TASK OBJECTIVE:
Convert every line of the material below into a numbered list, omitting any blank lines.

(Data listing)

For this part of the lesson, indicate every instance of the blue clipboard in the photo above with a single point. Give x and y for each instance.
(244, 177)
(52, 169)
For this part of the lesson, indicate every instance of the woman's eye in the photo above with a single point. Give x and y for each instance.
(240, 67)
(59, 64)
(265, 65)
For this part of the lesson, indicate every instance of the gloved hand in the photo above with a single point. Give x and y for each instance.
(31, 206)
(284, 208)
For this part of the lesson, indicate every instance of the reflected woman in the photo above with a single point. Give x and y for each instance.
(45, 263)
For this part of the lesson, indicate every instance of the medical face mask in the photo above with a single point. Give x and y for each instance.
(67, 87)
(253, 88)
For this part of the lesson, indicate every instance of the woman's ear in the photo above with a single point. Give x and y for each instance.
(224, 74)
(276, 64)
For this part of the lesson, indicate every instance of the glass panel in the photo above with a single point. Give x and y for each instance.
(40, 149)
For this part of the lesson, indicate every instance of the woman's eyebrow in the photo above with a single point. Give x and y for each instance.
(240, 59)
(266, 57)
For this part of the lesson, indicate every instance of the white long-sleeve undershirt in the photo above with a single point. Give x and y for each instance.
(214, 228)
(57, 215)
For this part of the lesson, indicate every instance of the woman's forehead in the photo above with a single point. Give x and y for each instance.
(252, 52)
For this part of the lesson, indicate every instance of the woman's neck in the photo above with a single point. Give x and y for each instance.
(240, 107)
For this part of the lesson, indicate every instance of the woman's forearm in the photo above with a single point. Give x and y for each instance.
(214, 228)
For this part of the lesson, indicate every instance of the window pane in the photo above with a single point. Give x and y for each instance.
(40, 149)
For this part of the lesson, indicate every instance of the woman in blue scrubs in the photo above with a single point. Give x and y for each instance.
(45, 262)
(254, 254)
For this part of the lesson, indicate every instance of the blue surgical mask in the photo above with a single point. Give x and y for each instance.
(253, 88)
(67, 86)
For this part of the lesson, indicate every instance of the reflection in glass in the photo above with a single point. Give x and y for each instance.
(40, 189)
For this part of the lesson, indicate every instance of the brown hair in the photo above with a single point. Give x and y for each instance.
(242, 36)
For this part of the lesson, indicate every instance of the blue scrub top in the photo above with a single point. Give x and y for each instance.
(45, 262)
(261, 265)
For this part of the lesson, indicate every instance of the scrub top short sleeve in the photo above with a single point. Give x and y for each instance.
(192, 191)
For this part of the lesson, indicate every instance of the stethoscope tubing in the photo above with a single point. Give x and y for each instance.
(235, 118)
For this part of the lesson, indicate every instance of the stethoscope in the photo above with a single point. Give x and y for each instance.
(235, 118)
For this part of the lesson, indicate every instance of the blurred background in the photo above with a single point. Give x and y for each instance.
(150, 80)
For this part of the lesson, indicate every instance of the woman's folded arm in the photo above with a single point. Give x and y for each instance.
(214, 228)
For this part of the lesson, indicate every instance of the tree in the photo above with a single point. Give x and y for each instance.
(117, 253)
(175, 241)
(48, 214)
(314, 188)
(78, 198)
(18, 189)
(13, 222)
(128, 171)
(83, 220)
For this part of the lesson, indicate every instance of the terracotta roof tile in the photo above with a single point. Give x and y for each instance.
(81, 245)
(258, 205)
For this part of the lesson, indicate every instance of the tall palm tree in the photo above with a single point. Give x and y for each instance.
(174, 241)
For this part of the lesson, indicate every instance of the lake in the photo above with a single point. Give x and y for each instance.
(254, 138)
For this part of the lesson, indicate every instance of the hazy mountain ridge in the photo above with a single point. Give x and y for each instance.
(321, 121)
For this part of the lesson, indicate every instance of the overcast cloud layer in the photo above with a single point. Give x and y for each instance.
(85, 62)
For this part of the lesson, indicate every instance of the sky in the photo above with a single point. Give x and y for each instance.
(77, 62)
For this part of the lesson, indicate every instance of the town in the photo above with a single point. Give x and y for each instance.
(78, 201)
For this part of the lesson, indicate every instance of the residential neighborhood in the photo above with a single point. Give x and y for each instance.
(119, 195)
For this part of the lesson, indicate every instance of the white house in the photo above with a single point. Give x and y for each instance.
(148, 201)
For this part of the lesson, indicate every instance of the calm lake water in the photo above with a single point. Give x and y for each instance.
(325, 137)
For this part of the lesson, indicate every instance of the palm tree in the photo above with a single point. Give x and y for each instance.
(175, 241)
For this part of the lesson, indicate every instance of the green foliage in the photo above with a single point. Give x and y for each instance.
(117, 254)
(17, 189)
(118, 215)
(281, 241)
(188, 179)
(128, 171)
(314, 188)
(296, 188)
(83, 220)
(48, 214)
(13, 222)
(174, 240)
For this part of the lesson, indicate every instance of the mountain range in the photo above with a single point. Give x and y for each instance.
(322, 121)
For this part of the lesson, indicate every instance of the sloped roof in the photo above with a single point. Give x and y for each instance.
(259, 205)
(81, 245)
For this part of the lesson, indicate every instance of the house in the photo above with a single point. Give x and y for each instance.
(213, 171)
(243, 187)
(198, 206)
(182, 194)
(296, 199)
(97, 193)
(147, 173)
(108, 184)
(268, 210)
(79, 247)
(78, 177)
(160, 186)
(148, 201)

WRITTEN SOLUTION:
1. For this part of the lesson, indicate every instance of the blue clipboard in the photo above with a single point. Give x and y for each instance.
2. (244, 177)
3. (52, 169)
4. For this part of the lesson, indicate every instance of the woman's eye in the photo above with a single point. Give x and y for each instance.
5. (240, 67)
6. (59, 64)
7. (265, 65)
8. For this part of the lesson, indicate every instance of the gloved hand in the photo above with a single point. Give x and y for each instance.
9. (31, 206)
10. (284, 208)
11. For this part of the lesson, indicate every instance of the reflected woman in the photo above with a single point. Give x and y for each instance.
12. (45, 263)
13. For this part of the lesson, indicate every instance of the medical face mask in the photo above with a single point. Give x and y for each instance.
14. (67, 87)
15. (253, 88)
16. For this part of the lesson, indicate every instance of the woman's ear in the photo above with a single point. Give x and y for each instance.
17. (224, 74)
18. (276, 64)
19. For this part of the lesson, indicate every instance of the glass panel in the photo above with a single point. Give x and y for each instance.
20. (40, 149)
21. For this part of the lesson, indicate every instance of the woman's eyebrow in the photo above with a single point. Give x and y for each instance.
22. (240, 59)
23. (266, 57)
24. For this part of the lesson, indicate every instance of the white long-sleeve undershirt in the photo above with a single point. Give x and y for each instance.
25. (214, 228)
26. (57, 215)
27. For this part of the lesson, indicate every instance of the woman's forehead in the photo above with a single point. Give x and y for each instance.
28. (252, 52)
29. For this part of the lesson, indicate every instance of the woman's neck in the photo above with a single point. Give x and y for each instance.
30. (240, 107)
31. For this part of the lesson, indicate every instance of the woman's forearm in the photo above with a single point. Give x and y for each instance.
32. (214, 228)
33. For this part of the lesson, indicate every instance of the window pane in the photo above with a single point. Give x and y for each instance.
34. (40, 149)
35. For this part of the lesson, indicate every instance of the woman in blue scrubs in the photo above with a single point. Give x and y for each instance.
36. (45, 262)
37. (254, 254)
38. For this part of the lesson, indicate every instance of the blue surgical mask in the photo above with a single point. Give x and y for each instance.
39. (253, 88)
40. (67, 86)
41. For this part of the lesson, indicate every instance of the reflection in glass in the photo above with a single point. Give x and y for each instance.
42. (40, 189)
43. For this part of the lesson, indicate every instance of the brown hair in the photo above with a single point. Give x and y for each instance.
44. (242, 36)
45. For this part of the lesson, indicate every instance of the blue scrub top in the photo above with a single point. Give x and y for each instance.
46. (45, 262)
47. (261, 265)
48. For this part of the lesson, indicate every instance of the scrub top short sleeve in the photo above with a single point. Give x and y for each instance.
49. (192, 191)
50. For this part of the lesson, indicate every instance of the stethoscope tubing in the photo above with a single point. Give x and y for each instance.
51. (235, 118)
52. For this part of the lesson, indicate every instance of the stethoscope in the photo above with a single point. Give x and y for each instance.
53. (235, 118)
54. For this part of the lesson, indicate every instance of the blurred background in the photo above with a single point. Give x and y for each instance.
55. (150, 80)
56. For this part of the lesson, indicate every instance of the woman's folded arm in the photo above with a single point. Give x and y for each instance.
57. (214, 228)
58. For this part of the lesson, indicate every instance of the tree in the photo above with a single point. Give x and y for each instance.
59. (117, 253)
60. (175, 241)
61. (48, 214)
62. (314, 188)
63. (78, 198)
64. (18, 189)
65. (13, 222)
66. (128, 171)
67. (83, 220)
68. For this part of the lesson, indicate every instance of the terracotta roof tile in the photo above with a single point. Give x and y for each instance.
69. (81, 245)
70. (258, 205)
71. For this part of the lesson, indicate every instance of the tall palm tree in the photo above with a single point. Give x and y for each instance.
72. (174, 241)
73. For this part of the lesson, indicate every instance of the lake in the photo above with a single point. Give x and y for each instance.
74. (254, 138)
75. For this part of the lesson, indicate every instance of the hazy mountain ridge in the photo above with a single point. Give x and y for each instance.
76. (321, 121)
77. For this part of the lesson, indicate every instance of the overcast cloud layer in the photo above with a single point. Give x and y for each instance.
78. (85, 62)
79. For this part of the lesson, indicate every instance of the sky in the photo above with a single point. Give x and y for each instance.
80. (77, 62)
81. For this part of the lesson, indicate every instance of the town in the photo above with a single point. Give x and y for each instance.
82. (78, 201)
83. For this part of the lesson, indicate every instance of the residential neighborhood in the photo above with a single point. Give x and y for each instance.
84. (119, 195)
85. For this part of the lesson, indicate every instance of the white house in the photo above with a single point. Give x and y for each instance.
86. (148, 201)
87. For this part of the lesson, indicate every instance of the calm lake water in the photo above with a single point. Give x and y for each instance.
88. (325, 137)
89. For this part of the lesson, indicate every instance of the palm tree in the photo above with a single point. Give x and y for each instance.
90. (175, 241)
91. For this part of the lesson, indicate every instance of the green foliage in the photo above with a single point. Give x and y for each instance.
92. (117, 254)
93. (17, 189)
94. (118, 215)
95. (281, 241)
96. (188, 179)
97. (128, 171)
98. (314, 188)
99. (296, 188)
100. (83, 220)
101. (48, 214)
102. (13, 222)
103. (174, 240)
104. For this part of the lesson, indicate every instance of the mountain range in the photo above with a single point. Give x and y for each instance.
105. (322, 121)
106. For this part of the lesson, indicate every instance of the sloped roof in the photo above with a single point. Give x and y for each instance.
107. (259, 205)
108. (81, 245)
109. For this part of the lesson, indicate every instance of the house in the photo above with a single point. Give x and y for each instance.
110. (213, 171)
111. (243, 187)
112. (198, 206)
113. (182, 194)
114. (296, 199)
115. (97, 193)
116. (147, 173)
117. (108, 184)
118. (268, 210)
119. (79, 247)
120. (78, 177)
121. (160, 186)
122. (148, 201)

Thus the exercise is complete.